Part of a data file
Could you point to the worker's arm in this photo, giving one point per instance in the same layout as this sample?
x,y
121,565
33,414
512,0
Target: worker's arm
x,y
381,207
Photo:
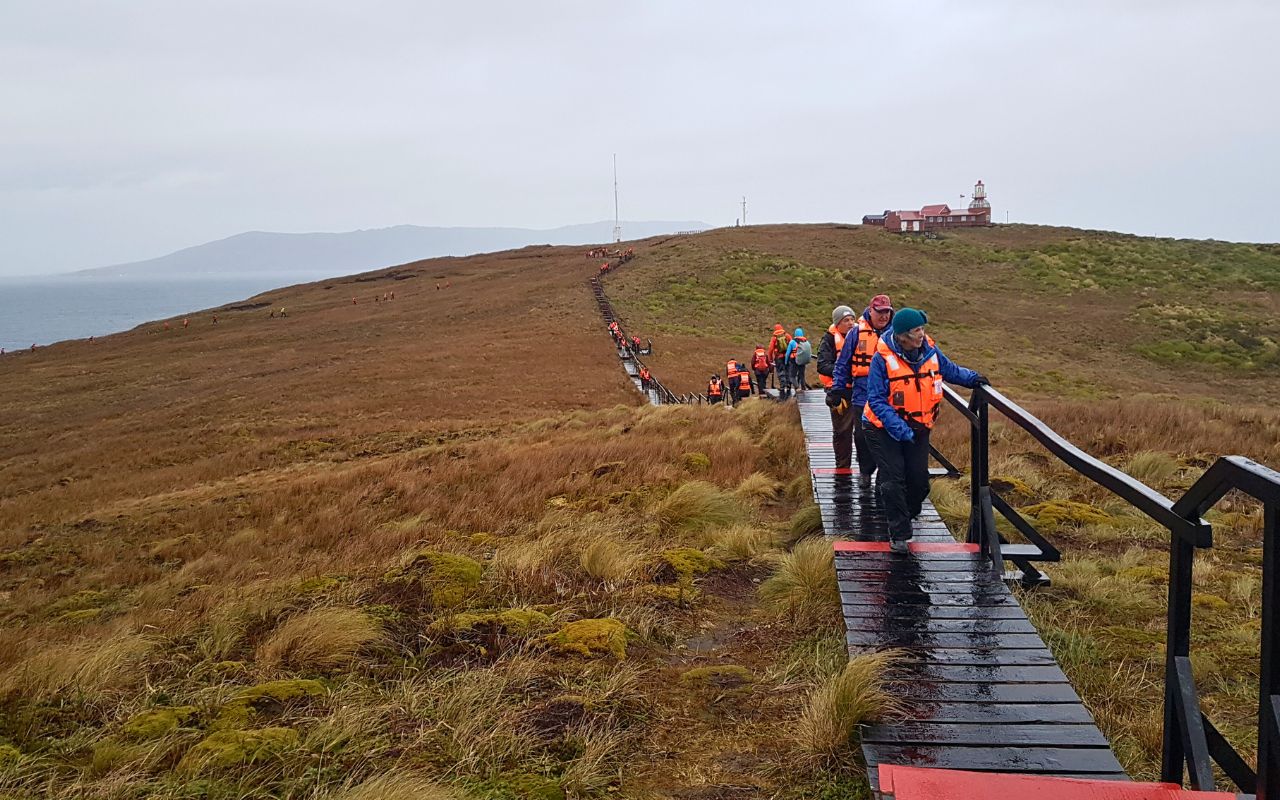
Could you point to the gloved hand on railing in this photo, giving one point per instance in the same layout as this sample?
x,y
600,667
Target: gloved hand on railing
x,y
839,400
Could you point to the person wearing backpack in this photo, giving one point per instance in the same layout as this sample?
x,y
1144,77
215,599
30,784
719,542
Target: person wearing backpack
x,y
760,366
799,355
777,353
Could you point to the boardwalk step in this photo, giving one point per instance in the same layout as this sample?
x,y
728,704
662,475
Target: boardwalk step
x,y
899,782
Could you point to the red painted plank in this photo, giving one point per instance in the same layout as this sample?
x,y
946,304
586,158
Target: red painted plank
x,y
920,784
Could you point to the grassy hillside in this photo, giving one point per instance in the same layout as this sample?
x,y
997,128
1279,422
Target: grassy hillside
x,y
437,547
1156,355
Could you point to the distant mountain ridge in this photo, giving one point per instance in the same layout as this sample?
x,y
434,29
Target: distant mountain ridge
x,y
356,251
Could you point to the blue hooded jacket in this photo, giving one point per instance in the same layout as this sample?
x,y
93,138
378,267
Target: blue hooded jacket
x,y
792,343
845,362
877,385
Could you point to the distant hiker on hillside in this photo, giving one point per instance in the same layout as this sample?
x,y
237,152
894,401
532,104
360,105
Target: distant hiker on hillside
x,y
760,366
714,389
841,416
799,352
904,391
850,374
777,353
731,382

WHAT THE EXERCISE ASKS
Rewrite the records as a numbered list, from the line with "Could you point to the blue" through the last line, both included. Leave out any blank lines.

THE OUTPUT
1. Could you point to the blue hooded jacket in this photo, giving one point per instance in the same layout as this sample?
2. x,y
3. 93,138
4. 378,267
5. Target: blue hooded jacket
6. x,y
7. 792,343
8. 845,362
9. 877,385
10. Could you point to the distant hiker on hillside in this photo, giving one point per instance in the same layout as this sample?
11. x,y
12. 237,152
13. 894,401
14. 532,104
15. 360,105
16. Target: distant hiker on hillside
17. x,y
18. 760,366
19. 714,389
20. 841,416
21. 799,352
22. 904,391
23. 850,374
24. 777,353
25. 731,382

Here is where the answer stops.